__Exercise prompt__:
What is needed is the run of lines from the one with "Point out the black" through the close of the data, set down exactly.

-----

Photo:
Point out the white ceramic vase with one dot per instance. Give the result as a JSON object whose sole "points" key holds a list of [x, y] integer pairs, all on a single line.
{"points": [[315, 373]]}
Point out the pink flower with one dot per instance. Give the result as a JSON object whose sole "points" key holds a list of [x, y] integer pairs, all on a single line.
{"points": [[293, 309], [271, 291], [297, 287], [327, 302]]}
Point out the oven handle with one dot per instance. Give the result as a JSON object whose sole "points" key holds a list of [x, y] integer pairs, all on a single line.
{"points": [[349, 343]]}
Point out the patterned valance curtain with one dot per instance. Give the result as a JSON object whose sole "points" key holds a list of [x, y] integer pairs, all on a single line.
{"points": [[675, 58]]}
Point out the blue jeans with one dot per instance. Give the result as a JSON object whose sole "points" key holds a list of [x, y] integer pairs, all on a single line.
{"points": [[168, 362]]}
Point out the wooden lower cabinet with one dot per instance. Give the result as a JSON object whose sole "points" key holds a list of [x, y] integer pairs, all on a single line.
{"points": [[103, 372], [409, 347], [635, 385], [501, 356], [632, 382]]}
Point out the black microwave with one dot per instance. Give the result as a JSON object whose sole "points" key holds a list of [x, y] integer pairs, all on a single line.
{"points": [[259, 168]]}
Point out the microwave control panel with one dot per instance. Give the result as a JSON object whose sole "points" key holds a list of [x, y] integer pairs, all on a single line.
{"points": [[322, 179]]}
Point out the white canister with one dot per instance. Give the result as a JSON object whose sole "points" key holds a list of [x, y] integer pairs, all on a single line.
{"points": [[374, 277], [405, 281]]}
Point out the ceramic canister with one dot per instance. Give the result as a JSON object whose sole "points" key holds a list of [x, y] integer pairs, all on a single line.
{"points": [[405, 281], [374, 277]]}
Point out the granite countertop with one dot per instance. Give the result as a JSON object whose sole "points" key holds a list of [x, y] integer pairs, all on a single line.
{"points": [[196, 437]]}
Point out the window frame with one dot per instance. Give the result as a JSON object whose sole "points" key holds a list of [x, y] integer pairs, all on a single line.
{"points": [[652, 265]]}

-----

__Answer space__:
Point out the black microwave with one dot per instance. Give the result as a JSON object whose sole "points" key holds a list of [x, y] integer pairs, all on a single line.
{"points": [[259, 168]]}
Point out the microwave control panel with one dot per instance. Give the result as a JSON object whose sole "points" key holds a list of [x, y] integer pairs, all on a single line.
{"points": [[322, 179]]}
Point out the white canister with one dot per instance. Give the result as a JSON object whose sole "points" key holds a list of [x, y] integer pairs, all on a single line.
{"points": [[374, 277], [405, 281]]}
Point out the ceramic canister with one dot per instance. Give the result as a JSON object whose sole "points" key holds a list of [x, y] integer pairs, all on a single line.
{"points": [[405, 281], [374, 277]]}
Point out the granite countertop with one dot per instance. Give the result as a JSON object whose sole "points" key holds a list of [x, y] integer pairs, all on a single line.
{"points": [[196, 437]]}
Point out the window frame with one dot per instance. Give the result as a JSON object whose sole "points" key holds a list of [x, y] integer pairs, all on a single line.
{"points": [[652, 265]]}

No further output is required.